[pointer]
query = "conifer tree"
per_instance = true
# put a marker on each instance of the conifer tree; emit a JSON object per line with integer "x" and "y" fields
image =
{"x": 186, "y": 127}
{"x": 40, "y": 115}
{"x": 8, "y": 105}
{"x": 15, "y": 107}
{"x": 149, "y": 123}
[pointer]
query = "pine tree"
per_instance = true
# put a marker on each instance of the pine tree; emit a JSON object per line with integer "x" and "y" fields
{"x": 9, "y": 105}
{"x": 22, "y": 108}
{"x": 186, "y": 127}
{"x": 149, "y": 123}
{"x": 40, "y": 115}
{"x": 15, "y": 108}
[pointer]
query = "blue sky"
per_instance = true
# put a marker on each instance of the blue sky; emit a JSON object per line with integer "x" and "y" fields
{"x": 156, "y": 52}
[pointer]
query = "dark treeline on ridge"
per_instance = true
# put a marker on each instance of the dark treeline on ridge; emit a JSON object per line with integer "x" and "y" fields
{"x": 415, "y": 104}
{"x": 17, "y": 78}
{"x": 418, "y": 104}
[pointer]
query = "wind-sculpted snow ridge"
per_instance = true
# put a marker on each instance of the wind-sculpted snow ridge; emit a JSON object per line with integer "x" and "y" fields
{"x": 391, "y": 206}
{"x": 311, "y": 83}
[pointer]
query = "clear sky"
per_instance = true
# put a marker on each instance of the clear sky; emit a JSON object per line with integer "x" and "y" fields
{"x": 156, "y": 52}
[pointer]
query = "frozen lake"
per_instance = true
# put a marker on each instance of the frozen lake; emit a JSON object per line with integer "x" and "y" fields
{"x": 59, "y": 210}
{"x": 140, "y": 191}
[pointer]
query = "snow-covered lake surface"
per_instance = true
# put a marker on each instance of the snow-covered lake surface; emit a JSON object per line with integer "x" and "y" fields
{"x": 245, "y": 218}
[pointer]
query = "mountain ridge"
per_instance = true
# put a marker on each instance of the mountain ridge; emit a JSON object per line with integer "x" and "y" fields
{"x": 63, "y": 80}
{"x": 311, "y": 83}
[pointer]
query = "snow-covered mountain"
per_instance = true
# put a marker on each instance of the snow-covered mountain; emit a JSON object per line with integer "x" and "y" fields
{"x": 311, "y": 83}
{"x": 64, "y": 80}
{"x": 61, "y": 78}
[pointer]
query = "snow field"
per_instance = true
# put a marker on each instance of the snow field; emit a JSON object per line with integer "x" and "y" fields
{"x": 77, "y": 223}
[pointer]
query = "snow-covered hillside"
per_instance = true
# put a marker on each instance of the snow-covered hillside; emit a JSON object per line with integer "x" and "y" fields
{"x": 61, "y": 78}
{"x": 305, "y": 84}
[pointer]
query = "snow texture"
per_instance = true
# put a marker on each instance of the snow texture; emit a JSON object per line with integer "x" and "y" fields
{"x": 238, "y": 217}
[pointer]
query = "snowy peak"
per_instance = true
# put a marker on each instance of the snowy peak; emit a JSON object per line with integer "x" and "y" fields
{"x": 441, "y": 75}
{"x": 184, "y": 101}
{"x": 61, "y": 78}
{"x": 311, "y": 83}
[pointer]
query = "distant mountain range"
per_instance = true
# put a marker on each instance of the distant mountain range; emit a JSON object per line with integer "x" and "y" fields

◇ ◇ ◇ ◇ ◇ ◇ ◇

Locate each line of the material above that contains the string "wind" and copy those lines. Only matches with the same capitalization count.

query = "wind-sculpted snow ridge"
# put a marker on each instance of the wind-sculpted snow ridge; emit a JSON object per line with integer "x" and "y" fields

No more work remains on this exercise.